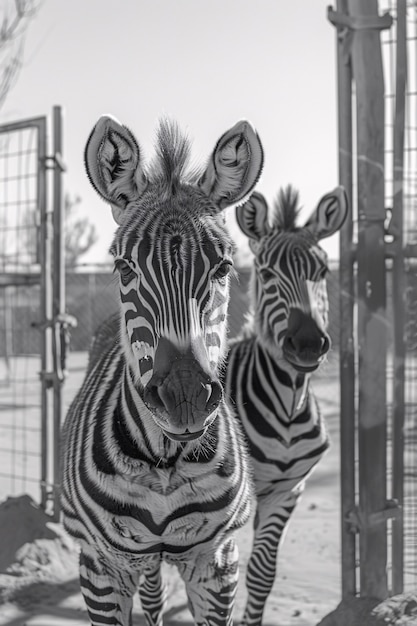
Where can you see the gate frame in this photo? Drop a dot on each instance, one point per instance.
(53, 322)
(363, 337)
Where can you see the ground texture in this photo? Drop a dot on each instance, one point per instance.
(38, 562)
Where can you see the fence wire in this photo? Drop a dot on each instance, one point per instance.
(409, 233)
(19, 308)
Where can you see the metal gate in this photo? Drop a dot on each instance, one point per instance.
(32, 308)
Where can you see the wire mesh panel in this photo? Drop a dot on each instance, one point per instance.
(22, 200)
(400, 59)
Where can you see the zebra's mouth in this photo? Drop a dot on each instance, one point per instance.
(185, 436)
(305, 369)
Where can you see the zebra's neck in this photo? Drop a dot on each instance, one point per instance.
(293, 384)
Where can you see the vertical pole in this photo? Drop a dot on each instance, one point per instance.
(398, 298)
(45, 306)
(368, 75)
(58, 282)
(347, 356)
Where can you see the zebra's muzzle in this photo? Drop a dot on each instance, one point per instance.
(305, 343)
(184, 402)
(186, 436)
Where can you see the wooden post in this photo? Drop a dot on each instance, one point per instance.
(58, 305)
(398, 298)
(372, 418)
(347, 355)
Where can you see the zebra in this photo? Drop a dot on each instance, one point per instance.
(269, 366)
(154, 465)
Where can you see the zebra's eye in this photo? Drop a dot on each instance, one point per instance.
(223, 270)
(125, 271)
(266, 275)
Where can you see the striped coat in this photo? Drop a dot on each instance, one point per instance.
(269, 367)
(154, 467)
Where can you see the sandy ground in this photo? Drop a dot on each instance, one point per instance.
(38, 563)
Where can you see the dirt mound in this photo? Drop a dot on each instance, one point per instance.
(21, 522)
(32, 548)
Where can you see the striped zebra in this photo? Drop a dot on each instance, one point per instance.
(268, 368)
(154, 464)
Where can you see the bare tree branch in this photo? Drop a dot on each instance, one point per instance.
(15, 16)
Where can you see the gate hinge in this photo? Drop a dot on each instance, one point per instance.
(356, 520)
(55, 161)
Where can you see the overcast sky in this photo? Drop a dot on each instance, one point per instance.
(206, 63)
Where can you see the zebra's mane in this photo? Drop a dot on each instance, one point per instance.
(169, 167)
(286, 209)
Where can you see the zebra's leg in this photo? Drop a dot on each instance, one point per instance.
(107, 593)
(272, 514)
(152, 597)
(211, 588)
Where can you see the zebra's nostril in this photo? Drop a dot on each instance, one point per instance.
(215, 396)
(325, 345)
(289, 344)
(152, 397)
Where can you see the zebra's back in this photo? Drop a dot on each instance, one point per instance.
(285, 433)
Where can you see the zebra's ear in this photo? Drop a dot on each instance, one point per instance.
(329, 215)
(252, 218)
(113, 164)
(234, 167)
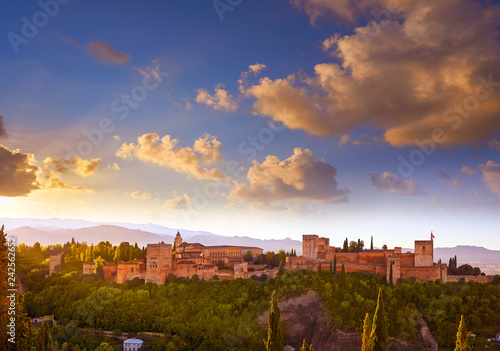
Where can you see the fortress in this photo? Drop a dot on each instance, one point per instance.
(318, 254)
(182, 260)
(189, 259)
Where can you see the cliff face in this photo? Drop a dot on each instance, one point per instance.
(304, 317)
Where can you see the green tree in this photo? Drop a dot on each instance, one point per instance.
(44, 339)
(3, 288)
(462, 343)
(306, 347)
(379, 335)
(367, 326)
(275, 341)
(104, 346)
(248, 257)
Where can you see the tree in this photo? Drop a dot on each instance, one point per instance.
(104, 346)
(379, 335)
(248, 257)
(367, 325)
(44, 339)
(275, 341)
(462, 343)
(3, 288)
(306, 347)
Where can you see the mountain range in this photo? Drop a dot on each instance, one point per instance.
(52, 231)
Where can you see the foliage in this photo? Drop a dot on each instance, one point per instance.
(462, 344)
(379, 335)
(367, 326)
(275, 341)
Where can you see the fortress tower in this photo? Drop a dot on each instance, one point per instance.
(178, 241)
(310, 246)
(424, 253)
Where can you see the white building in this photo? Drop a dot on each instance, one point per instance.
(132, 344)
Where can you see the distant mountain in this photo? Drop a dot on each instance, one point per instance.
(113, 234)
(467, 254)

## WHAT IS NEEDED
Transcribe each entry precisely as given, leaving the pictures out.

## CORRECT RESPONSE
Where can you see the gate frame in this photo? Drop a dot on each instance, one point per instance.
(53, 322)
(363, 337)
Where can you see the ground texture in this photo? Drop a dot on each instance, one point per instance.
(38, 562)
Where can you see the fence wire in this photo? Drop a dot on each instance, one point per instance.
(409, 233)
(19, 308)
Where can you see the metal gate in this photo? Drop a dot on each instance, one point per instance.
(32, 308)
Where can you see the wire mesh panel in this photo? Drop a dot on each instance, one point per instance.
(22, 200)
(400, 59)
Where can you see the zebra's mouth in this photo? Drop a dot on each instance, one point per instance.
(185, 436)
(305, 369)
Where can you see the zebra's neck in this photo? Drop a dot on each instance, one point per instance.
(293, 384)
Where can you see the vertical pole in this photo? Drop a dot on each instance, one point per instance.
(398, 298)
(45, 306)
(368, 75)
(58, 282)
(347, 356)
Where can you see the zebra's muzzle in this photo? Drop a dot on each instance, one point per instance.
(305, 343)
(184, 402)
(186, 436)
Where can you see the wooden post in this photo? Drop a dot on each instance, one point per instance.
(58, 305)
(398, 298)
(372, 418)
(347, 355)
Where can you see the zebra in this photo? Drop a dot on each instance, one point per instance.
(269, 366)
(154, 465)
Where can you see the zebra's eye in this photo? Drop a dot on each instance, one point per instance.
(223, 270)
(125, 271)
(266, 275)
Where can you see the striped coat in this photo? Drop a dot on each instance, one point per instance.
(269, 367)
(154, 467)
Where can you see the sandy ground in this photo? Drop a dot on each instance, one point per instance.
(38, 563)
Where can you see the dirt mound in this photo? Drop a dot on each instance, one point per instance.
(21, 522)
(32, 548)
Where can you see the striped zebra in this photo? Drop a dot on each instance, one point per instance.
(268, 368)
(154, 464)
Where can you see the bare tree branch in this photo? Drop a dot on each instance, one point per instance.
(15, 16)
Where can you see the gate hinge in this photo? Drop a dot on each instance, one point per instance.
(356, 520)
(55, 161)
Where can you see the overcast sky in this photo? Drop a dot on each instance, one point per instance.
(206, 63)
Where can you see the zebra's mane in this photo? Drop a dot on each instance, one point per instance.
(169, 167)
(286, 209)
Where can you see the zebra's leg in this photo? Drop a dot on each instance, one point per instance.
(107, 593)
(272, 514)
(152, 597)
(211, 588)
Where can you see the zebra's nostril in this photo? Drop a dot on each instance, one point per instance.
(215, 396)
(325, 345)
(289, 344)
(152, 397)
Where can you see the zebra's back in this photo? Drop a dot on each instance, one point per instance.
(285, 433)
Where can you see the zebra's ear in this photo? Drop a dot on each instance, one point per instance.
(329, 215)
(252, 218)
(113, 164)
(234, 167)
Where can you see the fortress in this photo? Drop a dot on each instance, one point per instance.
(318, 254)
(182, 260)
(189, 259)
Where can you see the cliff face in this photo? Drop a dot on each instance, one point per instance.
(304, 317)
Where can you see the green tree in this photo? Drop a dot on each instance, one point per instance.
(44, 339)
(3, 288)
(462, 343)
(306, 347)
(379, 335)
(367, 326)
(275, 341)
(104, 346)
(248, 257)
Where can you see the tree in this photo? Drop a dot on each instance, one point per instance.
(104, 346)
(379, 335)
(248, 257)
(367, 325)
(44, 339)
(275, 341)
(462, 343)
(3, 288)
(306, 347)
Where can you see the mountain range in this photo? Drop a dot on each instance, one point per instance.
(52, 231)
Where can you see the foliage in this photo? Drop a dot on each instance, one point per instance.
(462, 344)
(379, 335)
(367, 326)
(275, 341)
Where can you see the fortress tower in this photo? Drop a dot on each instance, one point per instance.
(178, 241)
(310, 246)
(424, 253)
Where can you see the white building in this photo? Drop a dot on each instance, one point per instance.
(132, 344)
Where can you see the distant mountain in this photo? Drop a dot on each instance, one point per instance.
(113, 234)
(467, 254)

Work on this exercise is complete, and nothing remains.